> _Instructions to follow_
Copy out every line in the items below that contains the word "clock". Case counts.

──────── Provided data

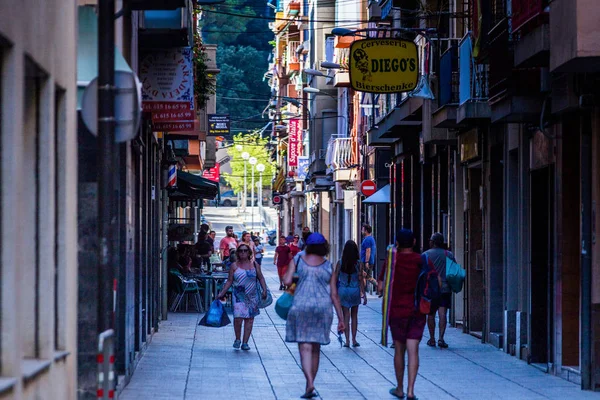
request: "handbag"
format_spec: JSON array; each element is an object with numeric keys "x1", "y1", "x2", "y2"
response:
[
  {"x1": 256, "y1": 278, "x2": 273, "y2": 308},
  {"x1": 275, "y1": 291, "x2": 294, "y2": 320},
  {"x1": 254, "y1": 261, "x2": 273, "y2": 308},
  {"x1": 198, "y1": 300, "x2": 231, "y2": 328}
]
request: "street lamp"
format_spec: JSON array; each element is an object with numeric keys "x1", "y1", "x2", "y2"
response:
[
  {"x1": 242, "y1": 151, "x2": 250, "y2": 213},
  {"x1": 248, "y1": 157, "x2": 258, "y2": 230}
]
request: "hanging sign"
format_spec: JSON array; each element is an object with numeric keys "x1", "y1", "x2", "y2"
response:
[
  {"x1": 288, "y1": 119, "x2": 302, "y2": 167},
  {"x1": 350, "y1": 39, "x2": 419, "y2": 93},
  {"x1": 140, "y1": 47, "x2": 195, "y2": 122},
  {"x1": 208, "y1": 114, "x2": 230, "y2": 136},
  {"x1": 202, "y1": 163, "x2": 221, "y2": 182},
  {"x1": 360, "y1": 180, "x2": 377, "y2": 197}
]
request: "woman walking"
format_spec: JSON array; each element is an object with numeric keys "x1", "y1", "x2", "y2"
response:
[
  {"x1": 284, "y1": 233, "x2": 344, "y2": 399},
  {"x1": 335, "y1": 240, "x2": 367, "y2": 347},
  {"x1": 217, "y1": 243, "x2": 267, "y2": 350}
]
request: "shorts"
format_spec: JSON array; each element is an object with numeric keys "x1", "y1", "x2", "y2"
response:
[
  {"x1": 390, "y1": 314, "x2": 426, "y2": 343},
  {"x1": 277, "y1": 265, "x2": 287, "y2": 279},
  {"x1": 363, "y1": 263, "x2": 374, "y2": 280},
  {"x1": 429, "y1": 293, "x2": 452, "y2": 315}
]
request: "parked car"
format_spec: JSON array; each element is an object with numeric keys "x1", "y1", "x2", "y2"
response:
[{"x1": 219, "y1": 190, "x2": 237, "y2": 207}]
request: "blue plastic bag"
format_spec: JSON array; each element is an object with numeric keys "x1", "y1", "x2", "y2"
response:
[{"x1": 199, "y1": 300, "x2": 231, "y2": 328}]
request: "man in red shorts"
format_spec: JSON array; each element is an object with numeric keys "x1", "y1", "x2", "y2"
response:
[{"x1": 389, "y1": 229, "x2": 426, "y2": 400}]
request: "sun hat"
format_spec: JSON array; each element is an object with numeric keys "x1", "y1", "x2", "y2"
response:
[{"x1": 306, "y1": 232, "x2": 327, "y2": 245}]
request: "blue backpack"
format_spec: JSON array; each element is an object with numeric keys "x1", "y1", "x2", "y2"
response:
[{"x1": 415, "y1": 254, "x2": 442, "y2": 315}]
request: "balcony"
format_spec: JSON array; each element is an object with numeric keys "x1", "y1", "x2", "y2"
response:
[
  {"x1": 285, "y1": 1, "x2": 300, "y2": 17},
  {"x1": 456, "y1": 34, "x2": 491, "y2": 123},
  {"x1": 550, "y1": 0, "x2": 600, "y2": 73},
  {"x1": 432, "y1": 46, "x2": 459, "y2": 128},
  {"x1": 285, "y1": 41, "x2": 300, "y2": 74},
  {"x1": 139, "y1": 3, "x2": 194, "y2": 48}
]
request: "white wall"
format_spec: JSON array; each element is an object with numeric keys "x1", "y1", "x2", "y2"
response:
[{"x1": 0, "y1": 0, "x2": 77, "y2": 399}]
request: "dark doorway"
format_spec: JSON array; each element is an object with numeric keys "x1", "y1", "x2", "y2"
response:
[{"x1": 530, "y1": 167, "x2": 554, "y2": 364}]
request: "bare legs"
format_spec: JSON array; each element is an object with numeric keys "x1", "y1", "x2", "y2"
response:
[
  {"x1": 427, "y1": 307, "x2": 448, "y2": 342},
  {"x1": 346, "y1": 306, "x2": 358, "y2": 345},
  {"x1": 233, "y1": 318, "x2": 254, "y2": 343},
  {"x1": 342, "y1": 306, "x2": 350, "y2": 346},
  {"x1": 342, "y1": 306, "x2": 358, "y2": 346},
  {"x1": 298, "y1": 343, "x2": 321, "y2": 393},
  {"x1": 242, "y1": 318, "x2": 254, "y2": 343},
  {"x1": 394, "y1": 339, "x2": 419, "y2": 397}
]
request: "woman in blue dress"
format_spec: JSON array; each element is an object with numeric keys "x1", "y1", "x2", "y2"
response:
[
  {"x1": 283, "y1": 233, "x2": 344, "y2": 399},
  {"x1": 334, "y1": 240, "x2": 367, "y2": 347}
]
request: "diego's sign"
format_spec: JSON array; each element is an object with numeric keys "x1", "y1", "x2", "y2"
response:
[{"x1": 350, "y1": 39, "x2": 419, "y2": 93}]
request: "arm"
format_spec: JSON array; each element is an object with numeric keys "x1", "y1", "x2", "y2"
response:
[
  {"x1": 216, "y1": 265, "x2": 236, "y2": 299},
  {"x1": 329, "y1": 266, "x2": 345, "y2": 332},
  {"x1": 254, "y1": 262, "x2": 267, "y2": 299},
  {"x1": 283, "y1": 255, "x2": 296, "y2": 286}
]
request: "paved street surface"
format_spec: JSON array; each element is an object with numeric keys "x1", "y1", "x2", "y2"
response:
[{"x1": 119, "y1": 208, "x2": 600, "y2": 400}]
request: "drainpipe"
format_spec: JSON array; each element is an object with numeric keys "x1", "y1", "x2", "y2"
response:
[
  {"x1": 97, "y1": 0, "x2": 119, "y2": 333},
  {"x1": 580, "y1": 111, "x2": 594, "y2": 390}
]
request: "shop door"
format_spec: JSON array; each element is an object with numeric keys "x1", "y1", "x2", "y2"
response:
[
  {"x1": 529, "y1": 167, "x2": 554, "y2": 366},
  {"x1": 464, "y1": 164, "x2": 485, "y2": 337}
]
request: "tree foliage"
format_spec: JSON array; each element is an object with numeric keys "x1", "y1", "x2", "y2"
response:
[
  {"x1": 202, "y1": 0, "x2": 273, "y2": 132},
  {"x1": 223, "y1": 132, "x2": 276, "y2": 193}
]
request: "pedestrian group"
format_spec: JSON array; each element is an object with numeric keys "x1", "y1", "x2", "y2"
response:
[{"x1": 197, "y1": 225, "x2": 462, "y2": 400}]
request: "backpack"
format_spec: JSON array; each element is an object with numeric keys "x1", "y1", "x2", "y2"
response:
[
  {"x1": 415, "y1": 254, "x2": 442, "y2": 315},
  {"x1": 446, "y1": 252, "x2": 466, "y2": 293}
]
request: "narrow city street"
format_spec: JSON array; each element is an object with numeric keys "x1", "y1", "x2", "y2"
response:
[{"x1": 119, "y1": 208, "x2": 600, "y2": 400}]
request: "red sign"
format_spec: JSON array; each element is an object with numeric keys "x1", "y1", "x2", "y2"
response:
[
  {"x1": 142, "y1": 101, "x2": 190, "y2": 112},
  {"x1": 288, "y1": 119, "x2": 302, "y2": 167},
  {"x1": 152, "y1": 111, "x2": 196, "y2": 122},
  {"x1": 152, "y1": 121, "x2": 194, "y2": 132},
  {"x1": 360, "y1": 180, "x2": 377, "y2": 197},
  {"x1": 202, "y1": 163, "x2": 221, "y2": 182}
]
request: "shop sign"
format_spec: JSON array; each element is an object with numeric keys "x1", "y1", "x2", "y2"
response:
[
  {"x1": 360, "y1": 180, "x2": 377, "y2": 197},
  {"x1": 350, "y1": 39, "x2": 419, "y2": 93},
  {"x1": 152, "y1": 121, "x2": 194, "y2": 132},
  {"x1": 202, "y1": 163, "x2": 221, "y2": 182},
  {"x1": 288, "y1": 119, "x2": 302, "y2": 167},
  {"x1": 296, "y1": 156, "x2": 310, "y2": 181},
  {"x1": 140, "y1": 47, "x2": 194, "y2": 115},
  {"x1": 208, "y1": 114, "x2": 230, "y2": 136}
]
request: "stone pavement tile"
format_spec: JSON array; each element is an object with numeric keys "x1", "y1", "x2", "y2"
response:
[{"x1": 120, "y1": 250, "x2": 600, "y2": 400}]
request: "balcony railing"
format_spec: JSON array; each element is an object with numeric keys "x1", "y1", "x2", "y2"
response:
[
  {"x1": 325, "y1": 138, "x2": 356, "y2": 171},
  {"x1": 458, "y1": 34, "x2": 489, "y2": 104},
  {"x1": 512, "y1": 0, "x2": 545, "y2": 32},
  {"x1": 439, "y1": 46, "x2": 459, "y2": 107}
]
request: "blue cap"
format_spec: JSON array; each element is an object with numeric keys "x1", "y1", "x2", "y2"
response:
[
  {"x1": 396, "y1": 228, "x2": 415, "y2": 248},
  {"x1": 306, "y1": 232, "x2": 327, "y2": 244}
]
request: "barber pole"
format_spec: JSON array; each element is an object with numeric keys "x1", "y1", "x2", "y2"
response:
[{"x1": 167, "y1": 165, "x2": 177, "y2": 188}]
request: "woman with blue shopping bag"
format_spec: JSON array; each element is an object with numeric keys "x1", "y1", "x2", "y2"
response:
[{"x1": 217, "y1": 243, "x2": 267, "y2": 350}]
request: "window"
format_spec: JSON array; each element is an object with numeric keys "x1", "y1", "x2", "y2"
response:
[
  {"x1": 53, "y1": 87, "x2": 67, "y2": 351},
  {"x1": 19, "y1": 59, "x2": 46, "y2": 358}
]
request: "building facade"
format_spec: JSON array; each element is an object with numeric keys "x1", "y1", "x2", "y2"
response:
[{"x1": 0, "y1": 1, "x2": 77, "y2": 399}]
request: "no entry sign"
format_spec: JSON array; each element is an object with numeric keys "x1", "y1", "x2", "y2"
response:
[{"x1": 360, "y1": 180, "x2": 377, "y2": 197}]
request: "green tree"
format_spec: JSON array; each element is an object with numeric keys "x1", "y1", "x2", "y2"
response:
[{"x1": 223, "y1": 132, "x2": 276, "y2": 193}]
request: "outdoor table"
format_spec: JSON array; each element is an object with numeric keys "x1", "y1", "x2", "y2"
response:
[{"x1": 193, "y1": 272, "x2": 229, "y2": 311}]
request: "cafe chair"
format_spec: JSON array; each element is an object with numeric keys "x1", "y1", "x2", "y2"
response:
[{"x1": 169, "y1": 269, "x2": 204, "y2": 312}]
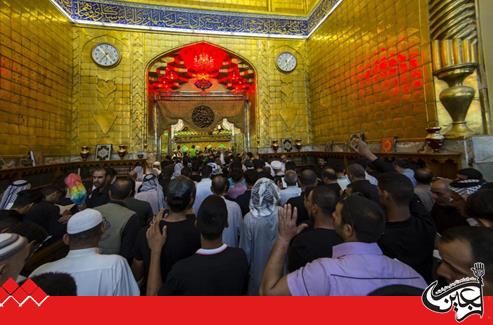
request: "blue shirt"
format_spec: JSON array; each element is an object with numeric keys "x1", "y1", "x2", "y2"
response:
[{"x1": 288, "y1": 242, "x2": 426, "y2": 296}]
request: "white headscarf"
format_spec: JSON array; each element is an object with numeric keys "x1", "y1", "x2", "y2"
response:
[
  {"x1": 0, "y1": 180, "x2": 31, "y2": 210},
  {"x1": 139, "y1": 174, "x2": 165, "y2": 210},
  {"x1": 250, "y1": 177, "x2": 280, "y2": 218}
]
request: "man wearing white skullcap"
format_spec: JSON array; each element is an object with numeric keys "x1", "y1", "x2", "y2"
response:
[
  {"x1": 0, "y1": 233, "x2": 31, "y2": 286},
  {"x1": 30, "y1": 209, "x2": 140, "y2": 296}
]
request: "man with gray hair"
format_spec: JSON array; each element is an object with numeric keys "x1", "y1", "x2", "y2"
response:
[
  {"x1": 0, "y1": 233, "x2": 31, "y2": 286},
  {"x1": 281, "y1": 170, "x2": 301, "y2": 205},
  {"x1": 30, "y1": 209, "x2": 140, "y2": 296}
]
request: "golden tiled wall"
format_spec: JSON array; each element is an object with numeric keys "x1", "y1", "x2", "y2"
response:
[
  {"x1": 0, "y1": 0, "x2": 72, "y2": 156},
  {"x1": 120, "y1": 0, "x2": 320, "y2": 16},
  {"x1": 70, "y1": 27, "x2": 311, "y2": 153},
  {"x1": 307, "y1": 0, "x2": 436, "y2": 144}
]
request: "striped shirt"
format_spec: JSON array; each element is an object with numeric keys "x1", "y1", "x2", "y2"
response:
[{"x1": 288, "y1": 242, "x2": 426, "y2": 296}]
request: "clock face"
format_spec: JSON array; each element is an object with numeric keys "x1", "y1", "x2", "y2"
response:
[
  {"x1": 91, "y1": 43, "x2": 120, "y2": 68},
  {"x1": 276, "y1": 52, "x2": 297, "y2": 72}
]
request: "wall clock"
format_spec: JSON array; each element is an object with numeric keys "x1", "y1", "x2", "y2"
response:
[
  {"x1": 91, "y1": 43, "x2": 121, "y2": 68},
  {"x1": 276, "y1": 52, "x2": 298, "y2": 73}
]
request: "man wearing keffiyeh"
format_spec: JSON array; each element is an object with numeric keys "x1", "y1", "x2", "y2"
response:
[{"x1": 240, "y1": 178, "x2": 280, "y2": 295}]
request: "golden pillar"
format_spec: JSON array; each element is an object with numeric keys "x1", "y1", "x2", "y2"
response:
[{"x1": 429, "y1": 0, "x2": 478, "y2": 139}]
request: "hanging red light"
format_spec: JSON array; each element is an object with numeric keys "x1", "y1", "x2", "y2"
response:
[{"x1": 179, "y1": 43, "x2": 228, "y2": 79}]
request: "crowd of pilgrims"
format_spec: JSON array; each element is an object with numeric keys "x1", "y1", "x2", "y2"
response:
[{"x1": 0, "y1": 139, "x2": 493, "y2": 296}]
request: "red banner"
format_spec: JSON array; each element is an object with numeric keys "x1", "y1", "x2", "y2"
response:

────────────────

> _Written solution_
request: "clock face"
request: "wall clock"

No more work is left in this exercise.